## INSTRUCTIONS TO FOLLOW
Return every line of the material below that contains the string "column". Case counts, so match uppercase and lowercase letters as given.

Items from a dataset
- - - -

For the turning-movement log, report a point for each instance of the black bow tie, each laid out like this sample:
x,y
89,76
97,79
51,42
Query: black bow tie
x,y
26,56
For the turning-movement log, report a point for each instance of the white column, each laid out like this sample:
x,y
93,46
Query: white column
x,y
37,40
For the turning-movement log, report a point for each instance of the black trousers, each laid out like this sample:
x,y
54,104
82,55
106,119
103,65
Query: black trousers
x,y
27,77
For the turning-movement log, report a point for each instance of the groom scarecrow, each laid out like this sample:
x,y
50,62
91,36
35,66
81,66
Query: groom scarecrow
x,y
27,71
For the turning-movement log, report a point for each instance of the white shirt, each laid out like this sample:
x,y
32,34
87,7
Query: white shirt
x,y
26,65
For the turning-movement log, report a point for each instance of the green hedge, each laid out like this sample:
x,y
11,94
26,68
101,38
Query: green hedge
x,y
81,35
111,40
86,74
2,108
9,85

- - - -

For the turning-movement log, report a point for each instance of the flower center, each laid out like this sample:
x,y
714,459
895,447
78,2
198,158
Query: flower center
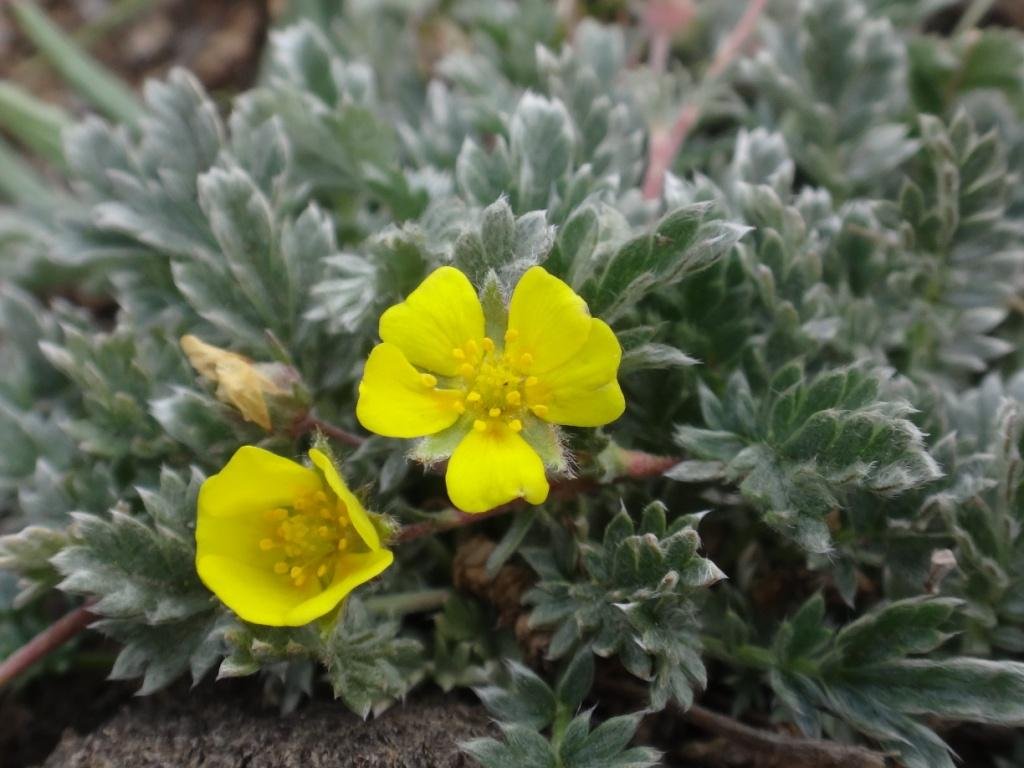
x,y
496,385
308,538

- - - -

## FINISHED ANSWER
For the turning-movement log, report a point for each instance of the white column, each laid out like this sample:
Query: white column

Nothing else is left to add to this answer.